Convert every line of the items below into a JSON list of strings, one string per line, omitting blank lines. Leave the pictures out.

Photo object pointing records
— begin —

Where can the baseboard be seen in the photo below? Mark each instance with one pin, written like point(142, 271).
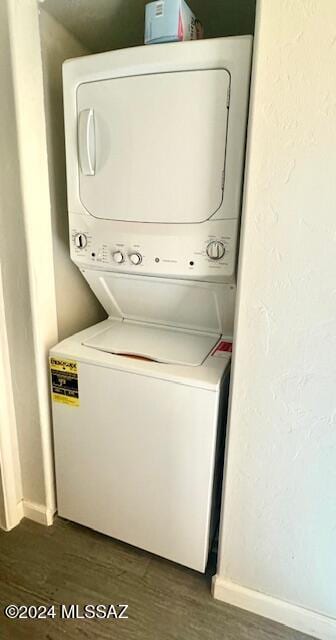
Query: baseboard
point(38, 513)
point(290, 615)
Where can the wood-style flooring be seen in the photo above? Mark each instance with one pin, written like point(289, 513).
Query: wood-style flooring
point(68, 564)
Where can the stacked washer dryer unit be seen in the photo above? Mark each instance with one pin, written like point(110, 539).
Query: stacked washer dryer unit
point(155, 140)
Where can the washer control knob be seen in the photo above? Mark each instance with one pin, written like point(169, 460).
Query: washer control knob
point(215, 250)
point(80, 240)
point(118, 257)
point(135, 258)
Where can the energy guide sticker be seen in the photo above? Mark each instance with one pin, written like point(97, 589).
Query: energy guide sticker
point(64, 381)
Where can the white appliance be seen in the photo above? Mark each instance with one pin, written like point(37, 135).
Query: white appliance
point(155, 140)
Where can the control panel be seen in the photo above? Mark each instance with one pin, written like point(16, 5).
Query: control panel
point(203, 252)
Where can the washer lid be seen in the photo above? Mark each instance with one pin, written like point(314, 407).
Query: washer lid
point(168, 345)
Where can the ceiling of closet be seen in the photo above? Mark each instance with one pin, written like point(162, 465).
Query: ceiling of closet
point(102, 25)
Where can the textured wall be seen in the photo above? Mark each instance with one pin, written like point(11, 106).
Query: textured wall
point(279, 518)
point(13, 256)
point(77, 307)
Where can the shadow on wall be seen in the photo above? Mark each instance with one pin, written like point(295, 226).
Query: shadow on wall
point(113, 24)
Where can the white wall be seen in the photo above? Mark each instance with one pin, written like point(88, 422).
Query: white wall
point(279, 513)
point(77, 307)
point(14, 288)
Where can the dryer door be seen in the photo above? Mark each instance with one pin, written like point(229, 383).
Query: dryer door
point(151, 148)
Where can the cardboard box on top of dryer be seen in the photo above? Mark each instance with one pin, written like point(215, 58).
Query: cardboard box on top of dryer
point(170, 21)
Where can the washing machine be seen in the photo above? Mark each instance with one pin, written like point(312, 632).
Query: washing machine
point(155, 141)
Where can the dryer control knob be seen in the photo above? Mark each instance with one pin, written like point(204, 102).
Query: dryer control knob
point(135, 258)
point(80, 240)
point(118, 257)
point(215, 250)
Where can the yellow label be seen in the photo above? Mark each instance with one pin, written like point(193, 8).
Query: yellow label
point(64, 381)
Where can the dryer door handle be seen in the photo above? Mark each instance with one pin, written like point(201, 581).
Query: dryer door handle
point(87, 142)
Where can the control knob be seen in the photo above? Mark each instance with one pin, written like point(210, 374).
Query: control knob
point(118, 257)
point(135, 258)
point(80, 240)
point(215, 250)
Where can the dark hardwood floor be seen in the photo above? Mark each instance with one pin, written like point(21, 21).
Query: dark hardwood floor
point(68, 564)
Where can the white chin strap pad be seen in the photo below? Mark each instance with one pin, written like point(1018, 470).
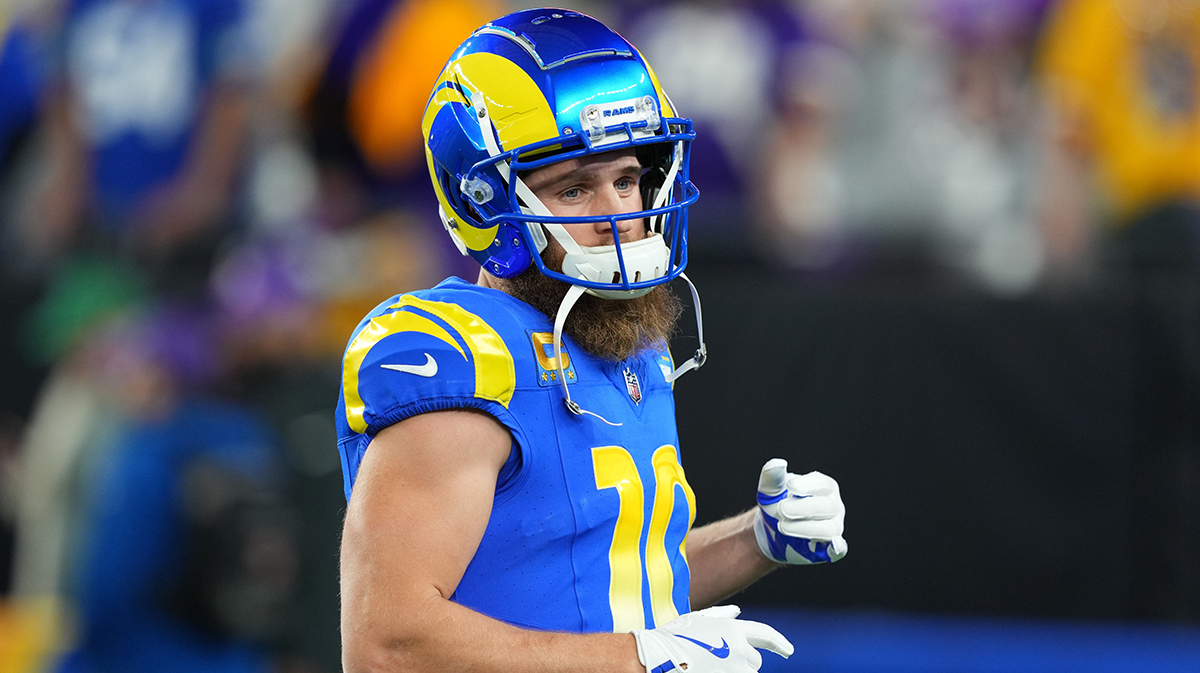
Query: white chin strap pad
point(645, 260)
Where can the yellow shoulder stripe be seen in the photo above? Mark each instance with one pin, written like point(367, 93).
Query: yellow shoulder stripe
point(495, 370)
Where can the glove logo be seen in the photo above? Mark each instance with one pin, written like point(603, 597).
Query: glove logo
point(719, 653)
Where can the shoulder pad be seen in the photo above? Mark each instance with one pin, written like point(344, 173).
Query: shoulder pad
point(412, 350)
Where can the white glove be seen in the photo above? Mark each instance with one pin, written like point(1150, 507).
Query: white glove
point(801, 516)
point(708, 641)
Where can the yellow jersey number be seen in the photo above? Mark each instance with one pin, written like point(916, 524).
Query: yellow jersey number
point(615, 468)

— end —

* Solution to this problem
[
  "Where can the baseboard be seen in the photo below? Mark each instance with one pin, written like point(142, 271).",
  "Query: baseboard",
  "point(38, 513)",
  "point(290, 615)",
  "Where can the wood-style flooring be seen in the photo above? Mark each instance with one pin, written like point(289, 513).",
  "Query: wood-style flooring",
  "point(68, 564)",
  "Where can the stacked washer dryer unit be seen in the photo above? Mark each instance with one pin, written like point(110, 539).",
  "Query: stacked washer dryer unit",
  "point(155, 140)",
  "Where can the washer control knob be seen in the photo above? Mark each instance with one pin, written like point(169, 460).",
  "Query: washer control knob",
  "point(215, 250)",
  "point(80, 240)",
  "point(118, 257)",
  "point(135, 258)",
  "Where can the energy guide sticker be seen in the photo above? Mark each instance with one pin, written like point(97, 589).",
  "Query: energy guide sticker",
  "point(64, 381)",
  "Where can the white appliance be seen in the photo above? Mark each instance with one pin, written like point(37, 135).",
  "Query: white appliance",
  "point(155, 140)",
  "Where can the control panel be seen in the photo above? Mark each instance with one pin, written like point(16, 5).",
  "Query: control panel",
  "point(203, 252)",
  "Where can the washer lid be seen in the photo above? Mark each instance with one pin, written like point(314, 407).",
  "Query: washer lid",
  "point(168, 345)",
  "Where can the ceiling of closet be seen in the photo above? Mark each instance with one pin, written like point(162, 465).",
  "Query: ceiling of closet",
  "point(102, 25)",
  "Where can the textured wall be seen in the photo above? Mark each instance with one pin, written like point(11, 106).",
  "Query: textured wall",
  "point(279, 518)",
  "point(13, 256)",
  "point(77, 307)",
  "Where can the shadow on wall be seen in the photo above? Mark each instance with one pin, written like point(295, 226).",
  "Query: shadow on wall",
  "point(113, 24)",
  "Where can the white wall be seen in the photo above? Mark each instance with one pin, written like point(88, 422).",
  "Query: white wall",
  "point(279, 513)",
  "point(77, 307)",
  "point(14, 288)",
  "Where can the dryer door be seen in the photo above? Mark each instance with one pin, written like point(229, 383).",
  "Query: dryer door",
  "point(151, 148)",
  "Where can the cardboard box on top of dryer be seen in the photo above? Mark each instance with one pin, written like point(215, 58).",
  "Query: cardboard box on top of dryer",
  "point(170, 21)",
  "Where can the washing machine be seen in the photo above? Mark each instance with one pin, written like point(312, 632).",
  "Query: washing machine",
  "point(155, 141)",
  "Where can the dryer control knob be seen in the photo above? Mark each instance with one pin, written like point(204, 102).",
  "Query: dryer control knob",
  "point(135, 258)",
  "point(80, 240)",
  "point(118, 257)",
  "point(215, 250)",
  "Where can the yellow label be seen in the photo above? Mark each instance with one pin, written like point(193, 8).",
  "Query: yellow label",
  "point(64, 381)",
  "Where can the dryer door handle be seen in the photo above? Mark each instance with one pin, written like point(201, 581).",
  "Query: dryer door handle",
  "point(87, 142)",
  "Where can the control knob be seen in the photo above? Mark each instance with one pin, written like point(210, 374).",
  "Query: control knob",
  "point(118, 257)",
  "point(135, 258)",
  "point(80, 240)",
  "point(215, 250)",
  "Where can the dark hardwood floor be seen in the photo above? Mark each instance with one pin, written like point(21, 21).",
  "Query: dark hardwood floor",
  "point(68, 564)",
  "Where can the white chin strap pad be seen in the photo below? Mark each instance with one pin, written like point(1018, 470).",
  "Query: white chin strap pad",
  "point(645, 260)",
  "Where can the yellow shoulder stripe be seen in the photo above? Mark each instance with one pin, written like point(367, 93).",
  "Query: yellow shoulder stripe",
  "point(495, 370)",
  "Where can the glove logo be seen in the photo above? Mark each instance with one pin, written like point(603, 597).",
  "Query: glove logo",
  "point(719, 653)",
  "Where can the shoulder pad be seen in the photo above? Mark each instance with one pin, written like point(344, 173).",
  "Query: shoulder pad",
  "point(412, 350)",
  "Where can the white glove be seen in the photo above? Mark each instance with one pin, written like point(1150, 507).",
  "Query: white glove",
  "point(801, 516)",
  "point(708, 641)",
  "Where can the yellow jersey number be seen in the photo above? Mark each instance with one pin, written like point(916, 524).",
  "Query: yellow jersey number",
  "point(615, 468)"
]